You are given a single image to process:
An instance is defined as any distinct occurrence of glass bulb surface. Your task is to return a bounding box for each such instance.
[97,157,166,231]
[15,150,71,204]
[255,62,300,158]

━━━━━━━━━━━━━━━━━━━━

Give back every line of each item above, copied character for character.

Answer to this exercise ->
You are given a single image to process:
An instance is defined as any distinct occurrence of glass bulb surface. Your task is to return a bounding box for each such instance.
[97,157,166,231]
[15,150,71,204]
[255,62,300,158]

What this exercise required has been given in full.